-- Start of Records for this exercise --

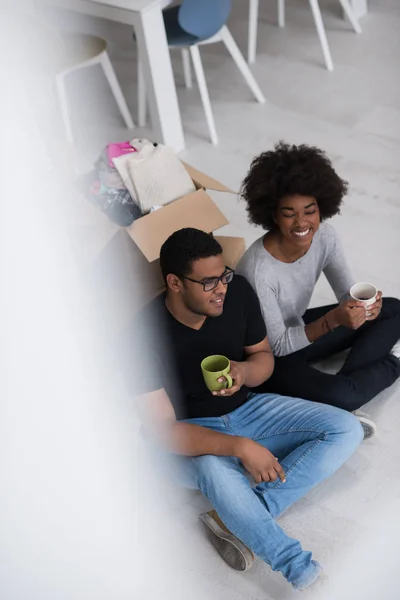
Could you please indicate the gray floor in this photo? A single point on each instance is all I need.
(350, 522)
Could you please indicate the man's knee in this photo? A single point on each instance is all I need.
(346, 429)
(216, 471)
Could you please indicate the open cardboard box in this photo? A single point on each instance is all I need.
(194, 210)
(133, 275)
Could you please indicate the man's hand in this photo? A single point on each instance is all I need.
(351, 314)
(238, 374)
(373, 310)
(259, 462)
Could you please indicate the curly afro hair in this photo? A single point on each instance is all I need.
(286, 171)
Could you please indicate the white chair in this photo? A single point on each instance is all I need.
(186, 28)
(81, 51)
(253, 20)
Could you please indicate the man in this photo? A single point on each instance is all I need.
(216, 440)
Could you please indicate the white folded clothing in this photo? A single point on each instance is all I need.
(153, 175)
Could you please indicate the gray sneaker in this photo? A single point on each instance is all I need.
(368, 425)
(232, 550)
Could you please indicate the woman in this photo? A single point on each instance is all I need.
(291, 191)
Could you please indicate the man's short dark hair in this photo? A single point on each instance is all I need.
(290, 170)
(185, 246)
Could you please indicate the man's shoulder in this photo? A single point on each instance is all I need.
(154, 308)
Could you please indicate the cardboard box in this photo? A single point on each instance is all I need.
(194, 210)
(127, 269)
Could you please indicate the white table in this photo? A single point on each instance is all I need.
(360, 7)
(145, 16)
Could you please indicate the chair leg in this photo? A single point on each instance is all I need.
(187, 71)
(243, 67)
(350, 15)
(321, 34)
(63, 100)
(141, 93)
(205, 98)
(116, 89)
(281, 13)
(253, 23)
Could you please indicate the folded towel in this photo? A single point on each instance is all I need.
(153, 175)
(116, 149)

-- End of Records for this exercise --

What to produce: Reproduce every line of the material above exactly, leaving out the pictures.

Answer for the task:
Could you please indicate the gray floor in this photo? A single point on each instance is all I need.
(350, 522)
Could you please indicate the man's knee in this photo? A single point on each instance is all I need.
(346, 429)
(216, 471)
Could you please indicate the open cardboard box in this photo? A single point on each instance is all I need.
(194, 210)
(133, 275)
Could you please indicate the man's hand in this photo? A single point on each instance is all I need.
(351, 314)
(238, 374)
(373, 310)
(259, 462)
Could you please indicate the curly afro hair in this photo? A single point on each instance is all I need.
(286, 171)
Could you please indicate the white chair in this photo? A single point on each instance is all I need.
(186, 28)
(81, 51)
(253, 20)
Could you please indicate the man in this photo? A single point on each instance is all I need.
(216, 440)
Could you please indicate the white folded clothing in this photo? A single point on each instance is all I need.
(153, 175)
Could you please indicate the gray sneaker in this photo? A single point on each instance is all I need.
(368, 425)
(232, 550)
Could you please indicate the woman in this photo? A single point on each instance is all I need.
(291, 191)
Could you please indicate the man's short dark hair in this photo? A single point on each instance is all I need.
(290, 170)
(185, 246)
Could you please indicate the man's shoulder in this photo? A single point on each instance is all I need.
(154, 308)
Could you please indicate the cardboard box in this photo? A single point on each instance is all I need.
(194, 210)
(127, 269)
Could you please indicate the white table in this photo? A single point on each instance is all I need.
(360, 7)
(145, 16)
Could you please indicate the chair leg in this photo? A single point on each instance is all I need.
(187, 71)
(243, 67)
(350, 15)
(321, 34)
(63, 100)
(141, 93)
(205, 98)
(116, 89)
(281, 13)
(253, 23)
Could you please indicate the folded towel in this photo? A single point on each instance is all I need.
(153, 175)
(116, 149)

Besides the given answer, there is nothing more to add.